**** MATERIAL FOR THIS TASK

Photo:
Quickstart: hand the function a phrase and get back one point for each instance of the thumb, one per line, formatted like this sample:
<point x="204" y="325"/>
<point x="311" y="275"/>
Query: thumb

********

WHAT TO WORK ON> Lay out every line of the entries above as a numbered list, omitting any blank lines.

CORRECT ANSWER>
1. Photo:
2. Quickstart: hand the function a phrase and get back one point for each instance of the thumb, one per line, formatted like this sample:
3. <point x="204" y="325"/>
4. <point x="311" y="275"/>
5. Query: thumb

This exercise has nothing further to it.